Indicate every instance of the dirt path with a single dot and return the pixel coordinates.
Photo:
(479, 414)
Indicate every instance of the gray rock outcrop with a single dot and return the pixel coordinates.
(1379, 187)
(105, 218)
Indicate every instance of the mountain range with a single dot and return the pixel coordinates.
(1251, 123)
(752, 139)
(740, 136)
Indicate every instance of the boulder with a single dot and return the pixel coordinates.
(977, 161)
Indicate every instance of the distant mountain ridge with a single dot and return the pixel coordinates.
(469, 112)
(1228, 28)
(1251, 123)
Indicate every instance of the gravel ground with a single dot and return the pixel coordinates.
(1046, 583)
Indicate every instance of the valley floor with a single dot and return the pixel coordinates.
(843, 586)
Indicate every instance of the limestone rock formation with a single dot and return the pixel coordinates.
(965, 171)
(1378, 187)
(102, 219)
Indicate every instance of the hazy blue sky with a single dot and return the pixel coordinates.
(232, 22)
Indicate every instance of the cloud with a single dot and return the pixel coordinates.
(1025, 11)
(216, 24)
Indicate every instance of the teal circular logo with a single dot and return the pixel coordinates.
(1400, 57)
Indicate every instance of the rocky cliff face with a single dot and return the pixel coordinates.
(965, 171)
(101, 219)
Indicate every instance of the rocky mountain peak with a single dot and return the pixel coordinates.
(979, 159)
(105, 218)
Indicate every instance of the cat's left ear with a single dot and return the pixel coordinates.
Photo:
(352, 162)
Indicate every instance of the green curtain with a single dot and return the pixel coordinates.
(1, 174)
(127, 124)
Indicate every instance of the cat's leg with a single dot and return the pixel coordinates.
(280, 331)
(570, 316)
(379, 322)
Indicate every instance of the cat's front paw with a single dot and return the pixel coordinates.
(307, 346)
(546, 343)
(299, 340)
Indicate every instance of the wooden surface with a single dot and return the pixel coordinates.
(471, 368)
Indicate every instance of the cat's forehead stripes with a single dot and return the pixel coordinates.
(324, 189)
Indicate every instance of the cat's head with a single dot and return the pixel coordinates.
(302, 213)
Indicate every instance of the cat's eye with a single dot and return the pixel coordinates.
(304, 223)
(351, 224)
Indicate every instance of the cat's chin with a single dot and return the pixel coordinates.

● **Exercise task**
In the items above, change every "with a single dot" to "with one point" and give all the lines again, leaving everything else untouched.

● **Answer to the exercise**
Indicate every instance of the dirt path with one point and return the pixel coordinates.
Photo:
(479, 414)
Indicate every instance of the gray rock outcrop with one point and return the pixel coordinates.
(1379, 187)
(105, 218)
Indicate every instance of the mountain range with one point and return the pixel coordinates.
(1251, 123)
(752, 139)
(740, 136)
Indicate every instance of the boulder with one point and return the pixel coordinates.
(977, 161)
Indicate every instance of the distant mountain ridge with one point and return the pixel coordinates.
(469, 112)
(1228, 28)
(1251, 123)
Indicate every instance of the gravel ground with one point and return the pixel coordinates.
(1046, 583)
Indicate every instance of the valley floor with one point and return the pixel coordinates.
(843, 586)
Indicate every instance of the limestone rock formation with one point and return the pixel coordinates.
(965, 171)
(1378, 187)
(102, 219)
Indicate every instance of the hazy blue sky with one point and return the pixel coordinates.
(232, 22)
Indicate every instance of the cloud with one point and return the pixel coordinates.
(1025, 11)
(216, 24)
Indicate every instance of the teal circular logo with one point and return the pixel coordinates.
(1400, 57)
Indicate every instance of the rocky cliff face with one point and return the pixel coordinates.
(965, 171)
(101, 219)
Indicate every instance of the rocky mountain peak with one point and return the pixel coordinates.
(979, 159)
(105, 218)
Indicate every instance of the cat's left ear with one point and return the pixel coordinates.
Photo:
(352, 162)
Indicate every instance of the green curtain with one point and return the pixel coordinates.
(1, 174)
(127, 124)
Indicate every instance of the cat's leg with one point and return the pixel coordinates.
(280, 331)
(570, 316)
(379, 322)
Indicate every instance of the cat's front paw with one point and return the pixel coordinates.
(307, 346)
(546, 343)
(299, 340)
Indicate every instance of the wooden surface with one point and return the pixel coordinates.
(471, 368)
Indicate every instance of the cat's forehead stripes with one point and return the pixel coordinates.
(324, 189)
Indicate every instance of the cat's head with one point and return the pixel coordinates.
(302, 213)
Indicate every instance of the cat's eye with one point and return the pixel coordinates.
(304, 223)
(351, 224)
Indicate every instance of the cat's chin with one point and return the pixel coordinates.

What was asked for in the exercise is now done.